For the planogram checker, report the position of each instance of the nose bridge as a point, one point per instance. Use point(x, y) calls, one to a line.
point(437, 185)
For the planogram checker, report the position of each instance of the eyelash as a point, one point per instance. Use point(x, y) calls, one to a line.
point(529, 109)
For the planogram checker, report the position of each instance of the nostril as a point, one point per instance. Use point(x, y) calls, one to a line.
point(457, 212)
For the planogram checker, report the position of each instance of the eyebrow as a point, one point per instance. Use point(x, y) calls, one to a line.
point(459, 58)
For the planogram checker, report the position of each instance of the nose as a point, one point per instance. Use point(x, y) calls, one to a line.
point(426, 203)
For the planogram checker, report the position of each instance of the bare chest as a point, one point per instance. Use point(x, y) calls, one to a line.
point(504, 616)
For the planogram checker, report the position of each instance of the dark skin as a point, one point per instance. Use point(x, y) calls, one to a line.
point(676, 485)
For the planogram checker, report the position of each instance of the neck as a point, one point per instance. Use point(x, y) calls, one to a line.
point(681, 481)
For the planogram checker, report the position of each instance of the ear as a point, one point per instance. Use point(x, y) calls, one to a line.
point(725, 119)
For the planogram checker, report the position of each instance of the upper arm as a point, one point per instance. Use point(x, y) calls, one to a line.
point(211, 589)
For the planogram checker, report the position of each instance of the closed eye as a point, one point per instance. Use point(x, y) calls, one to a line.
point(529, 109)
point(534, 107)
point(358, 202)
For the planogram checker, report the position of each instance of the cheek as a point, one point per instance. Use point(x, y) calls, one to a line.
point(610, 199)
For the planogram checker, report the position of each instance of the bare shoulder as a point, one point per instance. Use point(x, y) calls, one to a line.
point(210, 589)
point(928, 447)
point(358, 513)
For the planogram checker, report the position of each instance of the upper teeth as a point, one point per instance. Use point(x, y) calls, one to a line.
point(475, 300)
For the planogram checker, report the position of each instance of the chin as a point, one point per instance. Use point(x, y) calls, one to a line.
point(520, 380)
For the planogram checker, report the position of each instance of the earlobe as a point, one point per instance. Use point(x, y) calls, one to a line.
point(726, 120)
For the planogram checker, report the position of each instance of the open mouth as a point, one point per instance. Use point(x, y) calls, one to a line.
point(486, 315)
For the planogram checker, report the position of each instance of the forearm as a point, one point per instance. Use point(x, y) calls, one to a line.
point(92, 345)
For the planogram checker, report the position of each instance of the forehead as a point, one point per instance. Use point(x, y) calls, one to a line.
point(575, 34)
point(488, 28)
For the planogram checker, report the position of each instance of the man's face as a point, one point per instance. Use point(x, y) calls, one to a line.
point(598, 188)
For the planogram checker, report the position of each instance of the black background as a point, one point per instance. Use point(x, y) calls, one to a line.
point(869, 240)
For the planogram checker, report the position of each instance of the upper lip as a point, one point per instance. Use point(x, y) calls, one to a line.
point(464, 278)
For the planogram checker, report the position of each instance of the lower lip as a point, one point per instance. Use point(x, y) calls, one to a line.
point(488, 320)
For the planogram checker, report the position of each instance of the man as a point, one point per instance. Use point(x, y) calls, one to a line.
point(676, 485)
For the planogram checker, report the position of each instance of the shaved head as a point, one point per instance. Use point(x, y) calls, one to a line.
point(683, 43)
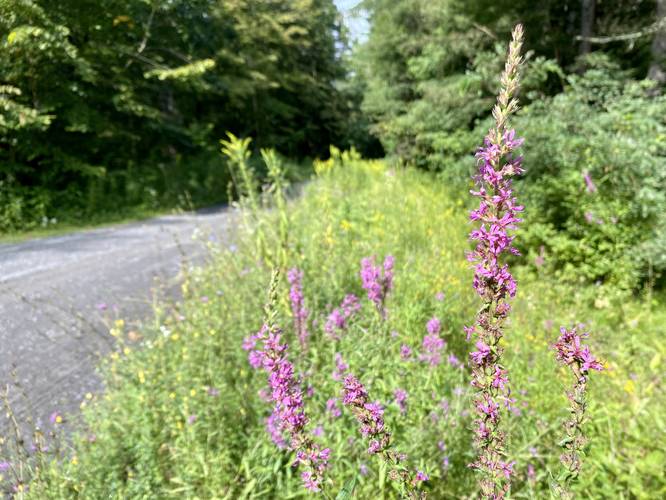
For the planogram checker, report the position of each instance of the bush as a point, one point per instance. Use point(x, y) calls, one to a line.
point(184, 415)
point(596, 181)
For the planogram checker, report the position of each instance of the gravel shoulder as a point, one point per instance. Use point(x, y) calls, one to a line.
point(58, 295)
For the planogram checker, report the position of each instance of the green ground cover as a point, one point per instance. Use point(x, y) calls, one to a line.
point(182, 415)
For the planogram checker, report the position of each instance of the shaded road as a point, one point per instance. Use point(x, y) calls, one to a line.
point(55, 294)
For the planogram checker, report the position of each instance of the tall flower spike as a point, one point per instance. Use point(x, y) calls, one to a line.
point(497, 215)
point(287, 424)
point(371, 417)
point(298, 310)
point(570, 351)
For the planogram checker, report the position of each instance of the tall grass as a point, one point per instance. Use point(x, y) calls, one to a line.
point(184, 416)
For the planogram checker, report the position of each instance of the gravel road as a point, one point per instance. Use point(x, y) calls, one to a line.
point(58, 295)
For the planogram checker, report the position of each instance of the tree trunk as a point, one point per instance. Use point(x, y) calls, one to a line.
point(586, 25)
point(657, 71)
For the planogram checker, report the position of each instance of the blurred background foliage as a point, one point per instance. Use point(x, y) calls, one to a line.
point(115, 104)
point(590, 115)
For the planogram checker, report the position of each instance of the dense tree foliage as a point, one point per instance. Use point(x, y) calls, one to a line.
point(429, 71)
point(131, 96)
point(431, 65)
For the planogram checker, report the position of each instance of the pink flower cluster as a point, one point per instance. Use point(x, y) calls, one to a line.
point(570, 351)
point(300, 313)
point(288, 417)
point(338, 320)
point(369, 415)
point(375, 283)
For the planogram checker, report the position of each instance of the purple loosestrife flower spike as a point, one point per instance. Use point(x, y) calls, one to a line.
point(433, 344)
point(371, 417)
point(570, 351)
point(375, 283)
point(287, 423)
point(496, 215)
point(300, 313)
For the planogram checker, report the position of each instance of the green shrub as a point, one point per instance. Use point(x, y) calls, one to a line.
point(610, 227)
point(140, 440)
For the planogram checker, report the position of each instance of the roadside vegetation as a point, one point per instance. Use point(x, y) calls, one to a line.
point(353, 342)
point(184, 416)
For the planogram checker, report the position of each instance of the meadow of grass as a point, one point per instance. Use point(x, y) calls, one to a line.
point(183, 415)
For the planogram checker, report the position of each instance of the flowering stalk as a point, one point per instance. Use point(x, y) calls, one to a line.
point(370, 416)
point(300, 313)
point(376, 284)
point(288, 417)
point(570, 352)
point(492, 280)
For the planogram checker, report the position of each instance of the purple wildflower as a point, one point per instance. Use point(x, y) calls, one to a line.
point(421, 476)
point(570, 351)
point(589, 184)
point(298, 310)
point(454, 361)
point(371, 417)
point(340, 367)
point(273, 428)
point(433, 344)
point(288, 417)
point(497, 215)
point(375, 283)
point(333, 408)
point(434, 326)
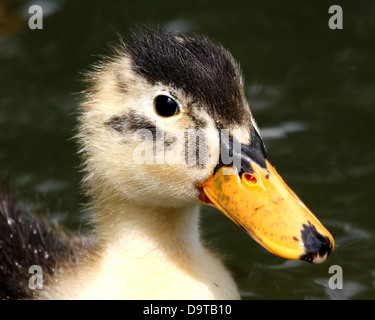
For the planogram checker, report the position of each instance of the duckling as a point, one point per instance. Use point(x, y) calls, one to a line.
point(164, 128)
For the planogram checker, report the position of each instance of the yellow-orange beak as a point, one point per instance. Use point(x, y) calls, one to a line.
point(260, 202)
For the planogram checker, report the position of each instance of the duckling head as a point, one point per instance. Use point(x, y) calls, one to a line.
point(165, 123)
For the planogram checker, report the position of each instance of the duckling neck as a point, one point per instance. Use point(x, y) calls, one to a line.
point(153, 253)
point(127, 224)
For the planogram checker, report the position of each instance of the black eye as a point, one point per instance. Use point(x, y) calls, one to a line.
point(165, 106)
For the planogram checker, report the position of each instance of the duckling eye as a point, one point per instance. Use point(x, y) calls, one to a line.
point(165, 106)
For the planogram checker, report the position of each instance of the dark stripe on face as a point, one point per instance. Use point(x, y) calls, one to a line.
point(255, 151)
point(131, 122)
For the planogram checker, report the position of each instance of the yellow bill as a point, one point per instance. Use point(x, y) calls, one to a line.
point(262, 204)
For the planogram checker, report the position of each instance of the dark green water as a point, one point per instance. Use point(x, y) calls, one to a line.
point(311, 89)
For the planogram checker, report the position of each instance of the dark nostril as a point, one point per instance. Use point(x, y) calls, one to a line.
point(317, 246)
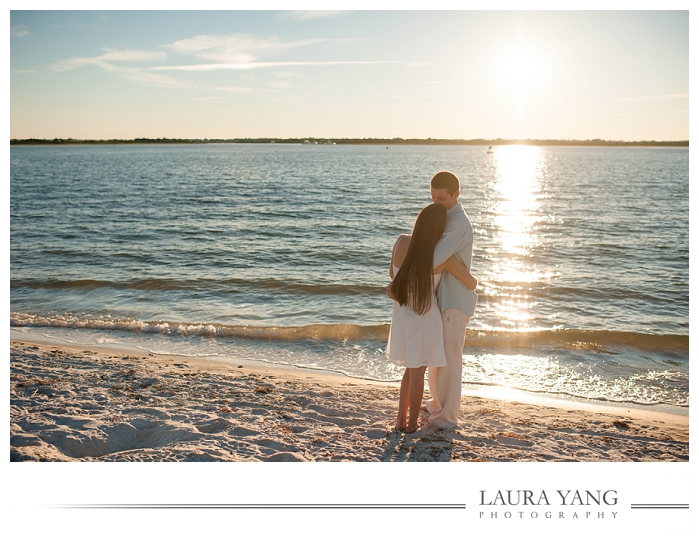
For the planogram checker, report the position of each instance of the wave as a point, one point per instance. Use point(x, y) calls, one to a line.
point(572, 339)
point(199, 285)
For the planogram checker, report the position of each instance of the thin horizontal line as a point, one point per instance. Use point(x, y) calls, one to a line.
point(659, 506)
point(261, 506)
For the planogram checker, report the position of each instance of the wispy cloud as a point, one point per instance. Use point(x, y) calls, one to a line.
point(314, 14)
point(108, 59)
point(19, 31)
point(261, 64)
point(233, 49)
point(148, 78)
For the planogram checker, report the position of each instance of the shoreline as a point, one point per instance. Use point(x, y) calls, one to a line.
point(80, 403)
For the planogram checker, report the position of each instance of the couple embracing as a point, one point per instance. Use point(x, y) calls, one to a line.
point(434, 298)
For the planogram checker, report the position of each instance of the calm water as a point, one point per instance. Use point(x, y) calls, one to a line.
point(279, 254)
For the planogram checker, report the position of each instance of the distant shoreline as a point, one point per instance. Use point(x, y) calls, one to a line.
point(384, 142)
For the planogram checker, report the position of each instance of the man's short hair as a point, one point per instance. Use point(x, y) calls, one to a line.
point(446, 180)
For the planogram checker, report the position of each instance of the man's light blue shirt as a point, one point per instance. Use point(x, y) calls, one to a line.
point(457, 240)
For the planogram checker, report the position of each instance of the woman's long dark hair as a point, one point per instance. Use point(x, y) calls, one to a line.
point(414, 285)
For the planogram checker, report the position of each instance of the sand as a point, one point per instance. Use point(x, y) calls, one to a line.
point(72, 403)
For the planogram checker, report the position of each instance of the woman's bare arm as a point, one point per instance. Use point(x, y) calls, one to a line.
point(458, 270)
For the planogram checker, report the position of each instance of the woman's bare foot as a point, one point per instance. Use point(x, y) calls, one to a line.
point(400, 423)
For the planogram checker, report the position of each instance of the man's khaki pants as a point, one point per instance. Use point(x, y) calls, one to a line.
point(445, 382)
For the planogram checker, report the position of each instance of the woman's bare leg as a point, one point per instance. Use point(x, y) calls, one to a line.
point(403, 402)
point(417, 386)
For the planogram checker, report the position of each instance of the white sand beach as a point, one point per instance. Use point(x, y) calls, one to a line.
point(70, 403)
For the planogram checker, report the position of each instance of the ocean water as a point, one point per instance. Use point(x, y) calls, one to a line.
point(279, 254)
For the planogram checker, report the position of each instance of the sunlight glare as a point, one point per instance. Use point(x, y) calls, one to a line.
point(516, 207)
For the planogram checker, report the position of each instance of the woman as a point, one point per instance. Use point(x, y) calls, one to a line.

· · · ·

• Prompt: Reproduce nothing but the lines from the line containing "the man's khaki" to the last line of the data, each exactly as written.

• Full response:
For the planogram checker, report the position of each instance of the man's khaki pants as a point, one point per instance. Use point(x, y) calls, one to a line.
point(445, 382)
For the planogram checker, report the position of each instance of the woman's bare leg as a point, one point per instance. Use point(x, y) calls, one to a line.
point(403, 402)
point(417, 386)
For the planogram checker, report the position of each instance of the white sand beach as a point, one point per instance. Use point(x, y) calls, one to a line.
point(70, 403)
For the planogram checker, report the position of each instance of the ocean water as a point, one point per instance. Use point(x, y) calls, one to a line.
point(279, 254)
For the planogram checker, report the position of each instance of the sunlight glare as a point, one point per instance. Use point(x, y) calls, one to a line.
point(516, 207)
For the planogram checker, report the position of each instance of the woman as a point, one point per instance. Use point(x, y) calls, one to a line.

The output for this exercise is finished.